== Texte fourni ==
▬▬▬▬▬▬

L’inflation revient, quels en sont les enjeux ? Pierre Martin nous rappelle les misères que nous avons traversées entre les deux guerres, et jusqu’aux mythiques Trente Glorieuses. Outre le problème de la profitabilité des entreprises, l’histoire nous force à reconnaître comment la hausse des prix a posé un problème d’importance au secteur de l’assurance tout entier. En effet, l’impossibilité de prévoir l’inflation interdisait de tarifer correctement une indemnité satisfaisante, et les garanties étaient plafonnées aux dépens de la satisfaction des clients. La dévalorisation de l’épargne a en outre détruit la capacité d’investissement et du coup l’importance sociale de l’assurance vie. L’inflation a donc porté un coup dur à l’image du secteur dans son ensemble. Elle a aussi posé un casse-tête aux assureurs comme investisseurs : Jean-François Boulier revient sur les leçons du passé pour la gestion d’actifs. Il offre lui aussi deux niveaux de lecture, puisque face à l’inflation les ménages partagent les mêmes préoccupations que les entreprises, savoir immuniser leur actif. Toutefois, les ménages peuvent bénéficier d’opportunités qui ne sourient pas aux entreprises d’assurance, car ils peuvent se constituer un patrimoine au détriment de ceux qui leur prêtent à taux fixe. Ici s’arrête donc l’analogie avec les entreprises d’assurance, qui ne sauraient prospérer au détriment de leur clientèle, puisque leur rôle social est justement d’offrir une garantie de valeur. Et l’auteur, après avoir présenté les stratégies d’immunisation, montre pourquoi « la période délicate demeure (…) le début de la période inflationniste » : comme s’il était besoin de nous convaincre de l’actualité brûlante de ce dossier !

▬▬▬▬▬▬

== Consigne ==
Reformulez sous forme de liste le paragraphe du texte sur l’inflation qui commence par « L’inflation revient, quels en sont les enjeux ? ». Conservez-en les faits principaux.

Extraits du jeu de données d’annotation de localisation
▬▬▬▬▬▬

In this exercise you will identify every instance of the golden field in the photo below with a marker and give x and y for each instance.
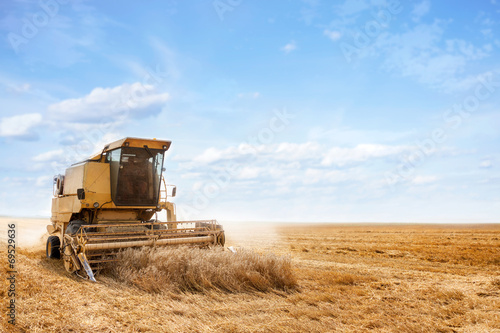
(348, 278)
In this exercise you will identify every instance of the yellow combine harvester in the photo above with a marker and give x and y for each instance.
(107, 203)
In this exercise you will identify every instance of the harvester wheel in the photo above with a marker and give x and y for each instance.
(53, 247)
(221, 239)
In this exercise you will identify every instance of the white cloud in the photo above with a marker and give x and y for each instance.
(422, 180)
(332, 34)
(289, 47)
(19, 126)
(423, 54)
(363, 152)
(100, 104)
(420, 9)
(485, 164)
(49, 156)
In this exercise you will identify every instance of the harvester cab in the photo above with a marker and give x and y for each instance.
(111, 202)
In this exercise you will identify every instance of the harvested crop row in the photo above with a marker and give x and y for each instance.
(185, 269)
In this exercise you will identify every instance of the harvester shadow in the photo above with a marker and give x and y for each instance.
(56, 267)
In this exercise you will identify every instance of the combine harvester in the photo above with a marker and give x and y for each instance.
(107, 203)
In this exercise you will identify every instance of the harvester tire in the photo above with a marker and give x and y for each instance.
(221, 239)
(52, 249)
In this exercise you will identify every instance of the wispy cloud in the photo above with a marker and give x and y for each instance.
(20, 126)
(332, 34)
(420, 9)
(126, 100)
(289, 47)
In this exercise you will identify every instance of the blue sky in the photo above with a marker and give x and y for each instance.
(356, 111)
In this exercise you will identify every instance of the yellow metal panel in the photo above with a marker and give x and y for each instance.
(97, 178)
(73, 179)
(137, 142)
(64, 207)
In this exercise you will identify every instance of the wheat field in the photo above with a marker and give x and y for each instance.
(300, 278)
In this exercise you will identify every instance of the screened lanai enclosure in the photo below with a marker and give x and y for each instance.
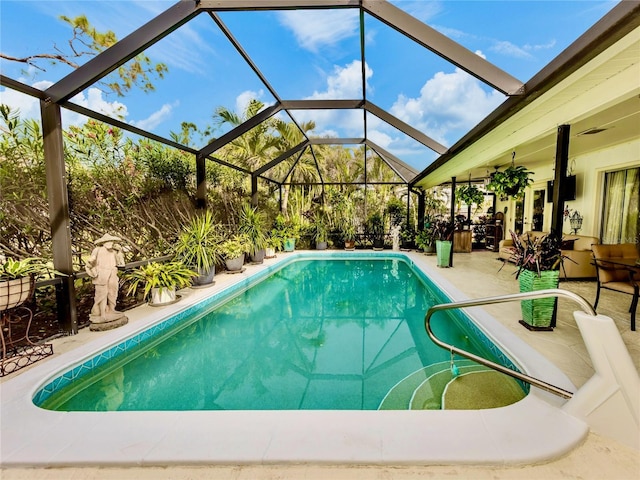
(342, 152)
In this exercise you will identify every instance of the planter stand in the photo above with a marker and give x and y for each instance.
(113, 320)
(18, 352)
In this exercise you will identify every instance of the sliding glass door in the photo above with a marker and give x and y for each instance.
(620, 213)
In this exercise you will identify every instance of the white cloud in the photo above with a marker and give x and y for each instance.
(157, 117)
(94, 101)
(345, 83)
(448, 102)
(318, 28)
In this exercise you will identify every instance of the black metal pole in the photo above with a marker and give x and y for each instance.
(59, 218)
(201, 181)
(453, 214)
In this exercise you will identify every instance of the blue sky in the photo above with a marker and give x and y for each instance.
(306, 55)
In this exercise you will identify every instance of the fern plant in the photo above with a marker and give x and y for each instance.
(159, 275)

▬▬▬▬▬▬

== Réponse attendue ==
- L’inflation revient, et Pierre Martin rappelle les difficultés traversées entre les deux guerres et jusqu’aux Trente Glorieuses.
- La hausse des prix a nui à la profitabilité des entreprises. Elle a aussi posé un problème majeur à tout le secteur de l’assurance.
- Faute de pouvoir prévoir l’inflation, on ne pouvait pas tarifer correctement une indemnité satisfaisante. Les garanties étaient donc plafonnées au détriment des clients.
- La dévalorisation de l’épargne a détruit la capacité d’investissement et l’importance sociale de l’assurance vie. L’image du secteur en a été durement touchée.
- Jean-François Boulier tire les leçons du passé pour la gestion d’actifs des assureurs.
- Les ménages et les entreprises cherchent tous deux à immuniser leur actif. Les ménages peuvent toutefois se constituer un patrimoine aux dépens de ceux qui leur prêtent à taux fixe.
- Les assureurs ne peuvent pas prospérer aux dépens de leurs clients, car leur rôle social est d’offrir une garantie de valeur.
- Après avoir présenté les stratégies d’immunisation, l’auteur montre que la période délicate reste le début de la période inflationniste.